(Items from a dataset)
....

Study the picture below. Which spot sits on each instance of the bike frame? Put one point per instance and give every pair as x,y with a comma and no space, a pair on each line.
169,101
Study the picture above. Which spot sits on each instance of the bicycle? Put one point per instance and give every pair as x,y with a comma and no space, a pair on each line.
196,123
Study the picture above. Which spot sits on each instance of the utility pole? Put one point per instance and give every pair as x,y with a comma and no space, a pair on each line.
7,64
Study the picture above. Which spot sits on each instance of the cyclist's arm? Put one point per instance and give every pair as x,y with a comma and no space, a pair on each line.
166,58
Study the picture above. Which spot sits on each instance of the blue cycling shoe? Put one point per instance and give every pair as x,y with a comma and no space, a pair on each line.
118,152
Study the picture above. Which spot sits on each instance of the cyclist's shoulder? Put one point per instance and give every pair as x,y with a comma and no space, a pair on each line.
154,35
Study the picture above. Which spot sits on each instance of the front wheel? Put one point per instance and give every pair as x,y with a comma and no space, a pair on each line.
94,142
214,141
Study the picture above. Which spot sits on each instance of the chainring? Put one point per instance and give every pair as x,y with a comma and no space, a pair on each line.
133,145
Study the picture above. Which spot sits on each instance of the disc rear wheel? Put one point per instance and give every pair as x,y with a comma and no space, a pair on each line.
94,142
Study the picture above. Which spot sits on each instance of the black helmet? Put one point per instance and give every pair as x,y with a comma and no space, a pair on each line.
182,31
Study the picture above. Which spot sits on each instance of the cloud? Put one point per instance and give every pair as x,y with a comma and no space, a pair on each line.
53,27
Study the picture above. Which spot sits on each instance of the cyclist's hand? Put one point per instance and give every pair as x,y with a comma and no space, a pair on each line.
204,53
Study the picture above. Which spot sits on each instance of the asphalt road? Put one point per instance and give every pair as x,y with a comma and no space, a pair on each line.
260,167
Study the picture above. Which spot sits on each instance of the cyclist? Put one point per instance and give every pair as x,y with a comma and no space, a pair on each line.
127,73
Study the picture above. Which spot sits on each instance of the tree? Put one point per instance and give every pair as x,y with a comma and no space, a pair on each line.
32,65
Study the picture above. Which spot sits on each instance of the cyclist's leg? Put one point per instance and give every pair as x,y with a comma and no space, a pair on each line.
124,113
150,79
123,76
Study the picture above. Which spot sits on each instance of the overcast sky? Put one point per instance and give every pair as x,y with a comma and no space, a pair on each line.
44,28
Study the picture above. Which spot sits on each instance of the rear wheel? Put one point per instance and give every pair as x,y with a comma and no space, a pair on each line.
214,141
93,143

....

→ EXERCISE AIM: Could the data above be set down exactly, in full?

→ WRITTEN ANSWER:
Study the picture below. Which spot sits on each instance of the bike frame? Put one point per instance and give every pair as x,y with a comma and no space, a pair on each line.
169,101
Study the picture above. Which spot sits on each instance of the bicycle? Put one point per instance and give every pair as x,y with a comma and no space, a pair on each line.
196,123
Study the picture above. Which spot sits on each instance of the utility pole? Put one point per instance and give every pair as x,y with a comma and no space, a pair on each line.
7,64
Study the picture above. Which spot sits on each instance of the cyclist's arm? Put one point per instance and give every pair as x,y with a comma and no space, a pair on each line.
166,58
Study the picture above. Which spot sits on each instance of the blue cycling shoe? Put one point per instance and give every pair as x,y with a comma and no space, a pair on each line.
118,152
Study the picture above. Which spot sits on each instance of the cyclist's shoulder? Put one point per instance and give every pair as x,y with a comma and no space, a pair on each line.
154,35
Study the picture above. Which spot sits on each instance of the front wheel? Put one point per instance and give every pair as x,y with a comma and no space, a pair on each line.
94,142
214,141
Study the picture above. Which spot sits on each instance of the chainring? Put one point per instance and give every pair as x,y with a comma and no space, a pair on each line.
133,145
Study the picture above. Which spot sits on each instance of the disc rear wheel? Put one point per instance and give every pair as x,y with a comma and no space, a pair on each line.
94,142
Study the picture above. Which spot sits on each instance of the black helmet? Put one point per instance and give every pair as x,y with a comma and no space, a pair on each line.
182,31
Study the picture above. Which spot sits on each instance of the cloud? Put one point per instance and give every pair as x,y with a comma and no space, a pair on each line.
53,27
Study the picture above. Which spot sits on each instance of the cyclist's hand? Put one point per instance and give every pair as x,y with a comma and no space, a pair on each line.
204,53
Study the picture above. Which spot sits on each instance of the asphalt road? Put one point per instance and give every pair as x,y with a comma and no space, a pair on each line.
260,167
Study the picture above. Which spot sits on each instance of the cyclist? Put one point per instance and give every pair as x,y with a comma and no space, a pair on each line.
127,73
Study the picture above. Which spot sits on each instance of the tree? Put one point per instance and give every pair as x,y with a comma and no space, a pair on each line.
32,65
Study the picture above. Which spot sits on each instance of the cyclist's leg? Put one point per instance and give every pair as x,y with a comma and no space, a pair on each line.
124,113
150,79
123,76
Study the picture above. Which spot sits on each instance of the overcast sky? Put one point per instance and give every pair as x,y with a comma and no space, a pair on each line.
44,28
Study the picture above. Which spot sits on each instance of the rear wheel? Put one point per instance and give every pair as x,y with a comma and no space, a pair on each line.
214,141
93,143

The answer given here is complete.